* _Exercices_:
(1) Expliquez, en vous appuyant sur le texte consacré à Kurusu Amba, pourquoi la panique retombe vite dans le village.
(2) Prolongez le texte consacré à Kurusu Amba à la suite de sa dernière phrase.

* _Texte d'étude_:
Dans l’étendue d’un désert, sans ombres ni contours, un éclat de poussière à l’horizon suffit à susciter la panique. Les hommes, visages striés de peinture ocre, saisissent des bâtons cérémoniels utilisés comme armes de guerre. A l’arrière, les gamins crient, courent, cherchent du secours dans le regard des mères et de vieillards inquiets aux épaules rentrées. Mais vite, la rumeur de l’attaque s’éloigne. Ce n’était qu’une voiture de passage, perdue sur la route. Le village respire, jusqu’au prochain panache.

Aux confins du Centre-Ouest brésilien, Kurusu Amba est un point infime, indiscernable : une poignée de tentes en plastique et branchages, abritant des indigènes guarani-kaiowa, campant sur des matelas posés à même le sol, malgré le froid. Pas d’électricité, pas d’eau, sinon celle d’un ruisseau saturé de pesticides. Sous une bâche, la tête d’un sanglier à barbe blanche cuit sur un brasero improvisé. Il a fallu près de dix heures au chasseur du jour, armé d’une simple lance et atteint d’une maladie des yeux, pour harponner la bête.

* _Entrées du jeu de données_:
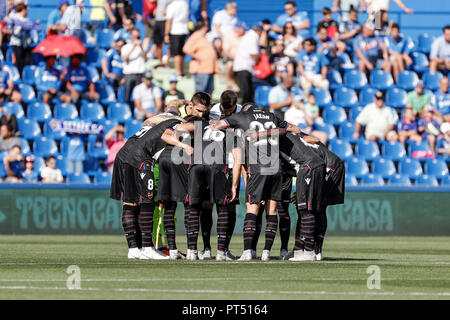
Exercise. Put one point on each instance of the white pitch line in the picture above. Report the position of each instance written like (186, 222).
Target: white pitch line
(144, 290)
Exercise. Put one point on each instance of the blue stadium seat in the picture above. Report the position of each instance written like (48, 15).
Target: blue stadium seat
(262, 95)
(350, 180)
(45, 147)
(119, 111)
(407, 80)
(432, 80)
(367, 150)
(437, 168)
(132, 126)
(65, 111)
(92, 112)
(29, 128)
(105, 38)
(393, 150)
(355, 79)
(427, 181)
(420, 62)
(373, 180)
(410, 167)
(81, 178)
(357, 167)
(396, 98)
(399, 180)
(345, 97)
(102, 177)
(14, 108)
(381, 79)
(383, 167)
(323, 96)
(334, 115)
(27, 91)
(342, 148)
(366, 96)
(29, 75)
(39, 111)
(335, 79)
(424, 42)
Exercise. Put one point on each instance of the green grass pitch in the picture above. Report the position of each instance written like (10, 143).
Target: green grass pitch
(34, 267)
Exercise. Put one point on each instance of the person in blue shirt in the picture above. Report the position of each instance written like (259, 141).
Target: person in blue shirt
(299, 19)
(367, 50)
(312, 66)
(399, 47)
(112, 65)
(48, 80)
(78, 82)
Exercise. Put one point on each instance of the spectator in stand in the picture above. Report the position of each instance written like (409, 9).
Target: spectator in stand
(115, 140)
(399, 48)
(280, 63)
(158, 32)
(78, 82)
(329, 24)
(48, 80)
(440, 52)
(418, 99)
(300, 20)
(292, 41)
(7, 139)
(247, 55)
(49, 173)
(173, 93)
(56, 15)
(21, 38)
(378, 119)
(443, 144)
(345, 6)
(312, 66)
(133, 57)
(147, 98)
(366, 47)
(429, 128)
(7, 92)
(350, 28)
(442, 100)
(407, 128)
(204, 59)
(112, 64)
(29, 175)
(176, 32)
(230, 47)
(223, 22)
(14, 165)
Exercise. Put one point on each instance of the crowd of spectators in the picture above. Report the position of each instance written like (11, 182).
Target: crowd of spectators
(289, 54)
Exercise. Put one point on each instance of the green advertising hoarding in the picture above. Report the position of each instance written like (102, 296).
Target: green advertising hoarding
(90, 211)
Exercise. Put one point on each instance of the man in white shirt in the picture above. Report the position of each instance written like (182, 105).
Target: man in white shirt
(378, 119)
(133, 56)
(247, 56)
(147, 98)
(176, 31)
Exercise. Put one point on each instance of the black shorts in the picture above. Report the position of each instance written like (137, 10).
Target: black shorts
(176, 44)
(206, 183)
(310, 184)
(335, 185)
(124, 184)
(173, 181)
(158, 32)
(263, 187)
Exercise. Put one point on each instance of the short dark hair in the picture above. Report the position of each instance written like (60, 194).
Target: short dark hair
(228, 99)
(201, 98)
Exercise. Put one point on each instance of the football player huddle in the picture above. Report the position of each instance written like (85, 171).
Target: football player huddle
(201, 151)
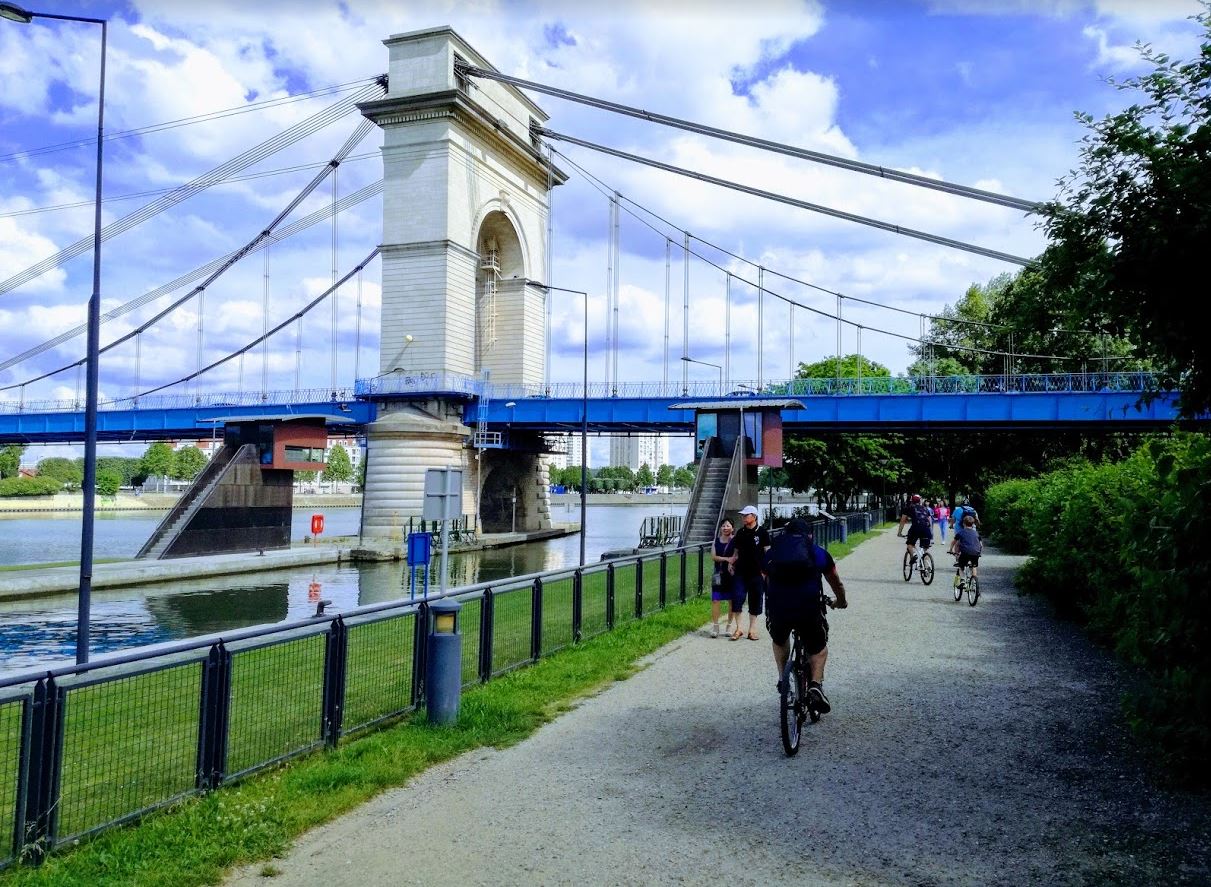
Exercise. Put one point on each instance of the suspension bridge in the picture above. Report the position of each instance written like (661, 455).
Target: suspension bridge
(469, 167)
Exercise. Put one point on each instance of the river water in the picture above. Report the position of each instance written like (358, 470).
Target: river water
(38, 633)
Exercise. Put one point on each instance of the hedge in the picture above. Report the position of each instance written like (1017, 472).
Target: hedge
(1123, 547)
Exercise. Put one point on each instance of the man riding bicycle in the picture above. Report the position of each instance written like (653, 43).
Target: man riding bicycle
(920, 525)
(793, 599)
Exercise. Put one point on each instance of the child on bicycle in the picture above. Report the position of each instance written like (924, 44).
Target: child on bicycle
(966, 545)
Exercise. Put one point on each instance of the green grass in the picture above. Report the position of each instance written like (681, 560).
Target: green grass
(196, 841)
(275, 710)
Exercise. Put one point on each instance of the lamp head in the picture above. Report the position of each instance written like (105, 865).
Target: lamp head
(16, 13)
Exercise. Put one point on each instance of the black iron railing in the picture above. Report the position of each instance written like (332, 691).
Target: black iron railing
(85, 748)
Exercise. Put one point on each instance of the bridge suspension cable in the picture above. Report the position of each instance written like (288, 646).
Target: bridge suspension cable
(298, 315)
(290, 230)
(601, 187)
(753, 142)
(360, 132)
(219, 173)
(790, 201)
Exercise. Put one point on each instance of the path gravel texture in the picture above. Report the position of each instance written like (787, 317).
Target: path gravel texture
(966, 745)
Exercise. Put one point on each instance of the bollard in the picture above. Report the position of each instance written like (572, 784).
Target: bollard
(443, 662)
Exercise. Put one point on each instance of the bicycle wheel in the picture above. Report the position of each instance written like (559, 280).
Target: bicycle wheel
(927, 567)
(791, 703)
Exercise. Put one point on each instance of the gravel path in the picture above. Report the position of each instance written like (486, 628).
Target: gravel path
(965, 745)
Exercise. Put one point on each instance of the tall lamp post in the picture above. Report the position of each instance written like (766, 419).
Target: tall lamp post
(702, 362)
(89, 485)
(584, 413)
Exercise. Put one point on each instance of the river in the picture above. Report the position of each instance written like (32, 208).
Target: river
(36, 633)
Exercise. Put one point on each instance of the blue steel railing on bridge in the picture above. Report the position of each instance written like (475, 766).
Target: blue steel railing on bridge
(183, 401)
(455, 384)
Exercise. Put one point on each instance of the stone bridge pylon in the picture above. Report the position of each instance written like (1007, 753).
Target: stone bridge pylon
(464, 229)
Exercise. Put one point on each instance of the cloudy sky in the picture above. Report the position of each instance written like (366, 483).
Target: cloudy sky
(980, 92)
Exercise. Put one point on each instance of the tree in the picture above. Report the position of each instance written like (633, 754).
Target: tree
(158, 461)
(665, 476)
(644, 478)
(10, 459)
(65, 471)
(1132, 221)
(339, 467)
(188, 463)
(108, 481)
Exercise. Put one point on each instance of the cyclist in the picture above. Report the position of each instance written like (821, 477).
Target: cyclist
(920, 525)
(959, 511)
(793, 567)
(966, 545)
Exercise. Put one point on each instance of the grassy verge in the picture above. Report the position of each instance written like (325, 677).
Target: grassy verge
(194, 842)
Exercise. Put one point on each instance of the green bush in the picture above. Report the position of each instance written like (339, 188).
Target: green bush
(1123, 548)
(29, 486)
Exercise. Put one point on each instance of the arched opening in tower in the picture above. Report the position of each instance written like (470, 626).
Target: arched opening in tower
(500, 259)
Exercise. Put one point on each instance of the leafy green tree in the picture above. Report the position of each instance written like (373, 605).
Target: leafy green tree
(188, 463)
(65, 471)
(644, 478)
(1131, 222)
(10, 459)
(158, 461)
(108, 481)
(339, 467)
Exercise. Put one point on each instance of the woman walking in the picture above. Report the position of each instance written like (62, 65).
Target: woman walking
(723, 578)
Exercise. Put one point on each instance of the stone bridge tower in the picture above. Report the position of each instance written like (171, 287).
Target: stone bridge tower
(464, 228)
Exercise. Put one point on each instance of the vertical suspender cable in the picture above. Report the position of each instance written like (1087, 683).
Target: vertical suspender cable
(357, 330)
(264, 330)
(686, 322)
(761, 327)
(727, 332)
(618, 278)
(332, 332)
(550, 264)
(609, 284)
(669, 261)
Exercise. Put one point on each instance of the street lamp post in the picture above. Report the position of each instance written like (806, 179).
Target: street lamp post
(584, 415)
(22, 16)
(692, 360)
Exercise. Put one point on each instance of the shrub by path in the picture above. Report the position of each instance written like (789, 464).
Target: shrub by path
(966, 745)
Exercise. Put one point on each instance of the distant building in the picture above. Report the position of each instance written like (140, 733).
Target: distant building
(632, 451)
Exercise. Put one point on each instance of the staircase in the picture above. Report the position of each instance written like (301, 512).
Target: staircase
(706, 502)
(190, 501)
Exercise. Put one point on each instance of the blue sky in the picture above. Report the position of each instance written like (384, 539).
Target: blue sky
(979, 92)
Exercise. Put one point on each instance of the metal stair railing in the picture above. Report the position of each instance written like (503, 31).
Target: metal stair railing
(210, 475)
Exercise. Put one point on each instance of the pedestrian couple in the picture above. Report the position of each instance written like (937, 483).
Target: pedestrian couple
(739, 555)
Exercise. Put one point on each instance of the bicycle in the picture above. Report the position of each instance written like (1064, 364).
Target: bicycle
(924, 564)
(966, 581)
(795, 705)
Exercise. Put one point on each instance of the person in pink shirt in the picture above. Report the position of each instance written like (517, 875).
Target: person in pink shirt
(941, 514)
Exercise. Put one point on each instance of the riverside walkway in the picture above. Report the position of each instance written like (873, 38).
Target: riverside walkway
(966, 745)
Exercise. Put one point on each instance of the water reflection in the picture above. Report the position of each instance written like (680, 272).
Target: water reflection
(34, 633)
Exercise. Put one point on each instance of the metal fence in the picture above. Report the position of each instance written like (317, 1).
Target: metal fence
(85, 748)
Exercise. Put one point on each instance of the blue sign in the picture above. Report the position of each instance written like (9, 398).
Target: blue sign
(419, 549)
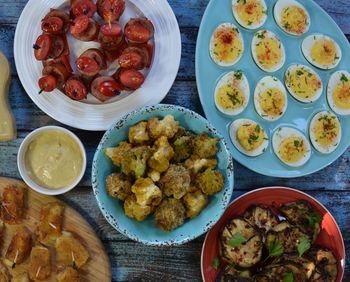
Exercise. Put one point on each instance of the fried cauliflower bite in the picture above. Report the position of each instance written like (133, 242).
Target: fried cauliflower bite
(210, 181)
(133, 210)
(170, 214)
(134, 162)
(118, 186)
(168, 127)
(146, 192)
(160, 159)
(69, 274)
(138, 133)
(194, 203)
(175, 181)
(116, 154)
(204, 146)
(198, 165)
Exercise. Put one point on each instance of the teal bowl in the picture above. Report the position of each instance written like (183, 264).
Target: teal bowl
(146, 232)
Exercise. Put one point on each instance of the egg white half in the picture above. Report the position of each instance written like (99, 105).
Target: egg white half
(307, 44)
(283, 4)
(233, 135)
(283, 133)
(241, 84)
(252, 25)
(319, 147)
(332, 83)
(257, 40)
(264, 84)
(318, 93)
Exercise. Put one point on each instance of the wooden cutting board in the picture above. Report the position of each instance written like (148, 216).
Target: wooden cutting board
(96, 269)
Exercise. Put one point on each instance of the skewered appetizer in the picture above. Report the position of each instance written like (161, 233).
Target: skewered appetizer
(130, 49)
(166, 170)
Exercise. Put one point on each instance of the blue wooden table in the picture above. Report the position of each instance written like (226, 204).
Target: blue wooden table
(132, 261)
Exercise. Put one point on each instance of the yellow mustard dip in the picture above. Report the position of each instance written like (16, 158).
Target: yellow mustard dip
(53, 159)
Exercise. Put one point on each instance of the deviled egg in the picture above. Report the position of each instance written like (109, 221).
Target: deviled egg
(303, 83)
(248, 137)
(325, 132)
(270, 98)
(268, 51)
(226, 45)
(291, 146)
(232, 93)
(250, 14)
(338, 92)
(291, 17)
(321, 51)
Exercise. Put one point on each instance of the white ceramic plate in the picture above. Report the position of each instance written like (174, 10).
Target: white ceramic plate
(92, 114)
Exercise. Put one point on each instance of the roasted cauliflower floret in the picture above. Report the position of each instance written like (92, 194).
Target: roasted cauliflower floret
(210, 181)
(138, 133)
(118, 186)
(195, 202)
(170, 214)
(146, 192)
(198, 165)
(175, 181)
(116, 154)
(160, 160)
(204, 146)
(168, 127)
(135, 160)
(183, 148)
(133, 210)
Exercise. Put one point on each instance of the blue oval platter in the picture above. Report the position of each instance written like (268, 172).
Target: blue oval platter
(298, 115)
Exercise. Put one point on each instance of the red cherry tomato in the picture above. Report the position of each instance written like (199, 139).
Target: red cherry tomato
(52, 25)
(83, 7)
(75, 89)
(109, 88)
(131, 79)
(42, 47)
(80, 25)
(47, 83)
(113, 29)
(87, 65)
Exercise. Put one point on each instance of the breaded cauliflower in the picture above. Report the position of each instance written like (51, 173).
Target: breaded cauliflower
(198, 165)
(160, 160)
(204, 146)
(183, 147)
(138, 133)
(118, 186)
(133, 210)
(170, 214)
(168, 127)
(135, 160)
(175, 181)
(195, 202)
(146, 192)
(116, 154)
(210, 181)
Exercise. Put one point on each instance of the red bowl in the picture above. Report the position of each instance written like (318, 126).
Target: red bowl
(330, 236)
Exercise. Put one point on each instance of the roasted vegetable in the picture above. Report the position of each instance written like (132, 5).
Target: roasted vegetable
(170, 214)
(134, 162)
(138, 133)
(118, 186)
(175, 181)
(301, 214)
(261, 217)
(205, 147)
(116, 154)
(210, 181)
(240, 243)
(168, 127)
(195, 202)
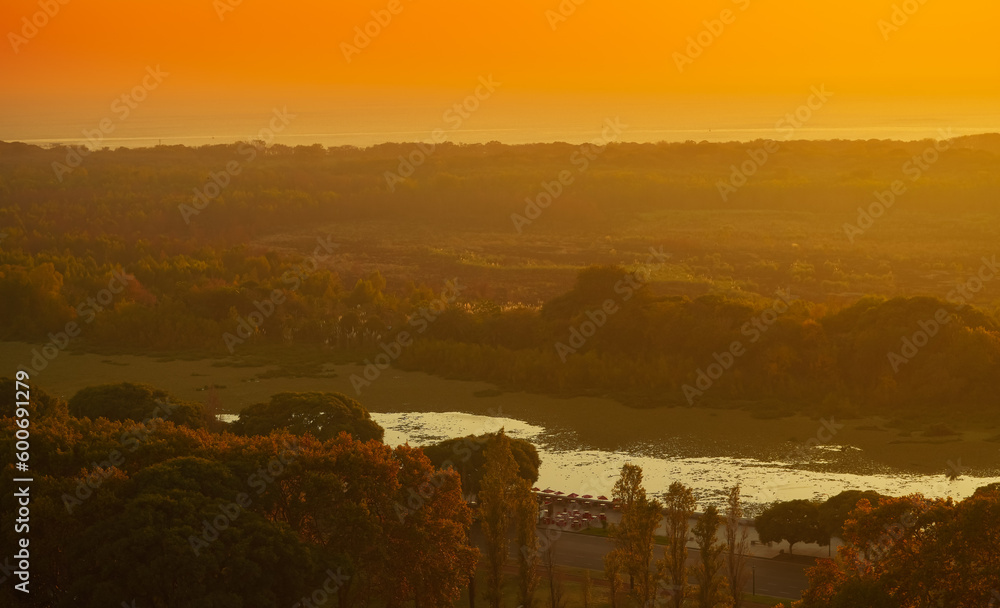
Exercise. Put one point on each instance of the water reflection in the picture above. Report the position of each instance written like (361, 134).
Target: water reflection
(571, 467)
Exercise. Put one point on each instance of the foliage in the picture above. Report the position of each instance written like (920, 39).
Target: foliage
(679, 507)
(137, 402)
(467, 456)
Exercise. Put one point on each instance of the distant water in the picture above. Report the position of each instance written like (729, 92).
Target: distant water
(511, 119)
(568, 468)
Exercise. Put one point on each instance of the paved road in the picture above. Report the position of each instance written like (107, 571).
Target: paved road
(775, 578)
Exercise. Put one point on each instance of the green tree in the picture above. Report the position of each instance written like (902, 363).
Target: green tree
(712, 590)
(679, 506)
(633, 536)
(795, 521)
(527, 540)
(138, 402)
(323, 415)
(737, 546)
(837, 509)
(467, 455)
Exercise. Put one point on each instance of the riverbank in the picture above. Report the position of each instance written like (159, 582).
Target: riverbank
(580, 425)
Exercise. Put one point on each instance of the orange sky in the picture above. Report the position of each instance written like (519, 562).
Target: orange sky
(940, 65)
(774, 46)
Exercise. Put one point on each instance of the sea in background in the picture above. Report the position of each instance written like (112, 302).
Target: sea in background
(364, 119)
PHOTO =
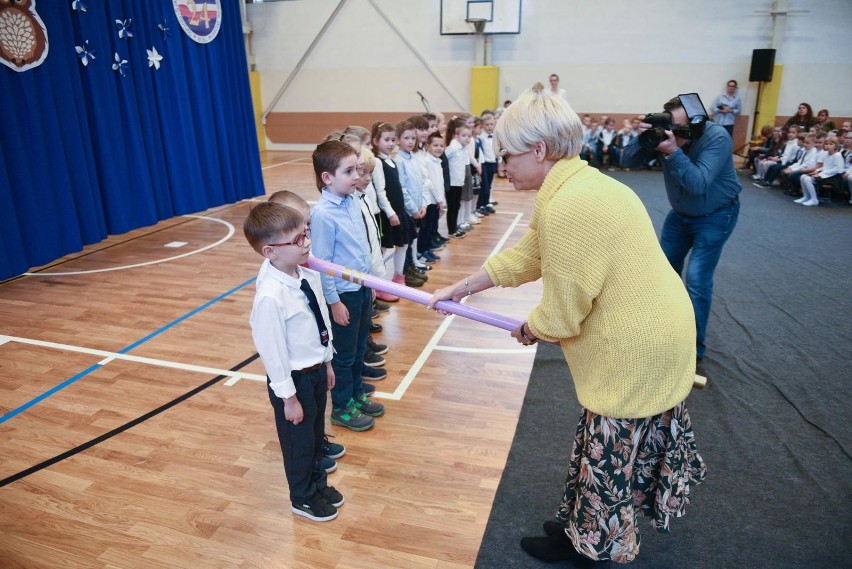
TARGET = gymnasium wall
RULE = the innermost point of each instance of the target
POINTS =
(619, 56)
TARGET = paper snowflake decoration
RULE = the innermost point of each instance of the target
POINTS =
(120, 65)
(84, 53)
(154, 58)
(124, 28)
(167, 32)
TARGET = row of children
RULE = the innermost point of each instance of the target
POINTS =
(312, 331)
(806, 162)
(603, 145)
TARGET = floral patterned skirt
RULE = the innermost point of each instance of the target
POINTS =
(620, 468)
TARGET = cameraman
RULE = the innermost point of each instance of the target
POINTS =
(703, 190)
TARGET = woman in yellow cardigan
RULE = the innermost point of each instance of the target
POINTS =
(624, 322)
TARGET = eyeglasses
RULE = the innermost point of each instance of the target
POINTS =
(299, 241)
(504, 154)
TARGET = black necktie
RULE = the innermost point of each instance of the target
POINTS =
(312, 302)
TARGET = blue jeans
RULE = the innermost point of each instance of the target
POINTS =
(705, 236)
(350, 345)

* _Réponses aux exercices_:
(1) La panique retombe parce que l'éclat de poussière aperçu à l'horizon ne signalait pas une attaque : ce n'était qu'une voiture de passage, perdue sur la route. Le village respire alors, jusqu'au prochain panache.

(2)
Mais le ciel bleu infini est lourd de menaces. Il y a d’abord celle des capangas, ces hommes de main des fermiers à la gâchette facile quand il s’agit de chasser l’indigène. « On vit dans la peur. Les Blancs nous tirent dessus, à la carabine, presque tous les jours », confie Celia Perreira, 27 ans, une Kaiowa au visage peint de noir de jais. A la première alerte, tout le monde court se mettre à l’abri dans les bosquets. « On y reste toute la nuit sans bouger, au milieu des scorpions et des serpents », raconte-t-elle.